[begin Exercise inputs]

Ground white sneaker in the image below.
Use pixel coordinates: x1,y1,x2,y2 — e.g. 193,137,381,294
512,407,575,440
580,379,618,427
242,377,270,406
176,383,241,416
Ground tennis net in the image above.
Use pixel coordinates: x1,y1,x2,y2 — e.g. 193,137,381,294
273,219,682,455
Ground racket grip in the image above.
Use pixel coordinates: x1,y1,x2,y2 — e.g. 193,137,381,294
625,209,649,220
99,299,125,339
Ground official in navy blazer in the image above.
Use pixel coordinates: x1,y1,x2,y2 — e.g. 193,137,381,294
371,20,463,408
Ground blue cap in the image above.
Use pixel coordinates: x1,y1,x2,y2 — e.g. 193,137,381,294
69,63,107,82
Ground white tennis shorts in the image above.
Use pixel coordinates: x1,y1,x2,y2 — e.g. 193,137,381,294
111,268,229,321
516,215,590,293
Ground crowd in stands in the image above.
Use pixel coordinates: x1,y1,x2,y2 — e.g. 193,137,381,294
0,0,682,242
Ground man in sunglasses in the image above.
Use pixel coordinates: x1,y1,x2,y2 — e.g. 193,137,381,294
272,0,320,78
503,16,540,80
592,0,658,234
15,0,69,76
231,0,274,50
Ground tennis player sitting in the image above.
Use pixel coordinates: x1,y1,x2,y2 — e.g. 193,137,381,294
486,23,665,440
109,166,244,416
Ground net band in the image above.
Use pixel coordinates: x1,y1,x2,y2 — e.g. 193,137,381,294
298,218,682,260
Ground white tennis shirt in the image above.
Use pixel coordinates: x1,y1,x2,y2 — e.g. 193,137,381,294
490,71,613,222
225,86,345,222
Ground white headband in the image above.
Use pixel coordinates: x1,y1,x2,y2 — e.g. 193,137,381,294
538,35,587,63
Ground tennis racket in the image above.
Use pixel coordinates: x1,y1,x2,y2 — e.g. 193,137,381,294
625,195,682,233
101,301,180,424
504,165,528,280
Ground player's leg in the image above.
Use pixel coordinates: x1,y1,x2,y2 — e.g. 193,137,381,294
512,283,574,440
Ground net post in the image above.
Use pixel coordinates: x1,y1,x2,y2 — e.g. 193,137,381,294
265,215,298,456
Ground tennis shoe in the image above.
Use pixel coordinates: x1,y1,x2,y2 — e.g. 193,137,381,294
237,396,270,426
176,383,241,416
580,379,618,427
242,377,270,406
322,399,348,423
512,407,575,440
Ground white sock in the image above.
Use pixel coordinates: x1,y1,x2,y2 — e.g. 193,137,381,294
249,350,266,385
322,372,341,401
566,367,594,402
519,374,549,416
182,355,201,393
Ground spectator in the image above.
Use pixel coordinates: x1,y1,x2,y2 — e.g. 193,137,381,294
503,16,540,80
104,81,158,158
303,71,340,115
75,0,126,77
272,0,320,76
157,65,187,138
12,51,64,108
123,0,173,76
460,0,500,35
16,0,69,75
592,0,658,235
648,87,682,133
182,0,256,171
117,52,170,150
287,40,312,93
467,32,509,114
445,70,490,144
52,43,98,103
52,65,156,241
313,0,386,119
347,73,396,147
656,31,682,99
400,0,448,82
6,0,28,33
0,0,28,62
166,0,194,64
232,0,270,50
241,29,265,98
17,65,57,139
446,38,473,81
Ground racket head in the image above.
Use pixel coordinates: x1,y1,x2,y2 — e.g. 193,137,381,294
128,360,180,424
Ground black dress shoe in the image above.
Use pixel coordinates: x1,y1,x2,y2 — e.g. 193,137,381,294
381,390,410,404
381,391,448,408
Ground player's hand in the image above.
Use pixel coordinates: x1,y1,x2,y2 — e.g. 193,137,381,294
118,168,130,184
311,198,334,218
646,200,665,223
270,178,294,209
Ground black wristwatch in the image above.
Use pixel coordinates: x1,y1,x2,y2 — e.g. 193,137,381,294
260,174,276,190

[end Exercise inputs]

Stated exercise
Recast every line of the rows above as a Markdown table with two columns, No. for a running line number and Line for the text itself. Leave out blank lines.

Written solution
| No. | Line |
|---|---|
| 1 | Ground white sneaker in the image below. |
| 2 | Use pixel coordinates: x1,y1,x2,y2 — e.g. 193,137,381,294 |
| 3 | 512,407,575,440 |
| 4 | 580,379,618,427 |
| 5 | 242,377,270,406 |
| 6 | 176,383,241,416 |
| 7 | Ground tennis net in the image above. |
| 8 | Use pixel coordinates: x1,y1,x2,y2 — e.g. 193,137,381,294 |
| 9 | 273,219,682,455 |
| 10 | Ground racket grip in the image above. |
| 11 | Use pixel coordinates: x1,y1,x2,y2 — e.g. 193,137,381,294 |
| 12 | 625,209,649,220 |
| 13 | 99,299,125,339 |
| 14 | Ground official in navy blazer in the image above. |
| 15 | Use pixel coordinates: x1,y1,x2,y2 — e.g. 193,137,381,294 |
| 16 | 371,20,463,408 |
| 17 | Ground blue cap in the image above. |
| 18 | Use pixel coordinates: x1,y1,x2,y2 — e.g. 193,137,381,294 |
| 19 | 69,63,107,82 |
| 20 | Ground white tennis shorts in the image above. |
| 21 | Use pixel coordinates: x1,y1,x2,y2 — e.g. 193,137,381,294 |
| 22 | 111,268,229,321 |
| 23 | 516,215,590,293 |
| 24 | Ground crowd in stands in the image above. |
| 25 | Use pixel coordinates: x1,y1,x2,y2 — e.g. 193,137,381,294 |
| 26 | 0,0,682,242 |
| 27 | Ground man in sunglasses in the image above. |
| 28 | Use pixel coordinates: x1,y1,x2,y2 — e.g. 193,137,381,294 |
| 29 | 272,0,320,78 |
| 30 | 503,16,540,80 |
| 31 | 592,0,658,234 |
| 32 | 15,0,69,76 |
| 33 | 231,0,274,50 |
| 34 | Ground tennis player sitting in the image above. |
| 35 | Use pixel coordinates: x1,y1,x2,y2 — e.g. 193,137,381,294 |
| 36 | 486,23,665,440 |
| 37 | 109,166,244,416 |
| 38 | Ground net band in the image above. |
| 39 | Use pixel coordinates: x1,y1,x2,y2 — e.g. 193,137,381,294 |
| 40 | 298,218,682,260 |
| 41 | Ground white tennis shirt in the image above. |
| 42 | Use pixel coordinates: x1,y1,x2,y2 — e.g. 193,137,381,294 |
| 43 | 490,71,613,222 |
| 44 | 225,86,345,222 |
| 45 | Ground white headband in the image above. |
| 46 | Use pixel coordinates: x1,y1,x2,y2 — e.g. 193,137,381,294 |
| 47 | 538,35,587,63 |
| 48 | Ground tennis racket in the image above. |
| 49 | Use pixel coordinates: x1,y1,x2,y2 — e.g. 193,137,381,294 |
| 50 | 625,195,682,233 |
| 51 | 101,301,180,424 |
| 52 | 504,165,528,280 |
| 53 | Ground player's leg in the image above. |
| 54 | Use pixel coordinates: x1,y1,x2,y2 — e.g. 193,137,381,294 |
| 55 | 512,283,574,440 |
| 56 | Ground net post in the image above. |
| 57 | Use pixel coordinates: x1,y1,x2,y2 — e.g. 193,137,381,294 |
| 58 | 265,215,298,456 |
| 59 | Ground tennis shoe in the image above. |
| 60 | Use pixel coordinates: x1,y1,x2,y2 — e.g. 193,137,381,294 |
| 61 | 237,396,270,426 |
| 62 | 176,383,241,416 |
| 63 | 580,379,618,427 |
| 64 | 242,377,270,406 |
| 65 | 322,399,348,423 |
| 66 | 512,407,575,440 |
| 67 | Ground white sock in the image above. |
| 68 | Use pixel coordinates: x1,y1,x2,y2 — e.g. 193,137,381,294 |
| 69 | 249,350,266,385 |
| 70 | 322,372,341,401 |
| 71 | 566,367,594,402 |
| 72 | 519,374,549,416 |
| 73 | 182,355,201,393 |
| 74 | Ground spectator in the image above. |
| 75 | Use pixel coordinates: x1,y1,x2,y2 — e.g. 193,137,381,294 |
| 76 | 503,16,540,80 |
| 77 | 104,81,158,158 |
| 78 | 303,71,340,115 |
| 79 | 75,0,126,77 |
| 80 | 272,0,320,76 |
| 81 | 157,65,187,138 |
| 82 | 12,51,64,108 |
| 83 | 123,0,173,76 |
| 84 | 460,0,500,35 |
| 85 | 16,0,69,75 |
| 86 | 592,0,658,235 |
| 87 | 648,87,682,133 |
| 88 | 182,0,256,171 |
| 89 | 117,52,170,150 |
| 90 | 287,40,312,93 |
| 91 | 467,32,509,114 |
| 92 | 445,70,490,144 |
| 93 | 52,43,98,103 |
| 94 | 52,65,156,241 |
| 95 | 313,0,386,119 |
| 96 | 347,73,396,147 |
| 97 | 656,31,682,99 |
| 98 | 400,0,448,82 |
| 99 | 6,0,28,33 |
| 100 | 0,0,28,62 |
| 101 | 166,0,194,64 |
| 102 | 232,0,270,50 |
| 103 | 241,29,265,98 |
| 104 | 17,65,57,139 |
| 105 | 446,38,473,81 |
| 106 | Ground racket head in the image above. |
| 107 | Use pixel coordinates: x1,y1,x2,y2 — e.g. 193,137,381,294 |
| 108 | 128,360,180,424 |
| 109 | Ground black dress shoe in the image above. |
| 110 | Use pixel coordinates: x1,y1,x2,y2 — e.g. 193,137,381,294 |
| 111 | 381,390,410,404 |
| 112 | 381,391,448,408 |
| 113 | Ground player's hand in the image above. |
| 114 | Use pixel coordinates: x1,y1,x2,y2 — e.g. 193,137,381,294 |
| 115 | 118,168,130,184 |
| 116 | 311,198,334,218 |
| 117 | 646,200,665,223 |
| 118 | 270,178,294,209 |
| 119 | Ground black wristwatch in the image above. |
| 120 | Use pixel coordinates: x1,y1,x2,y2 — e.g. 193,137,381,294 |
| 121 | 260,174,276,190 |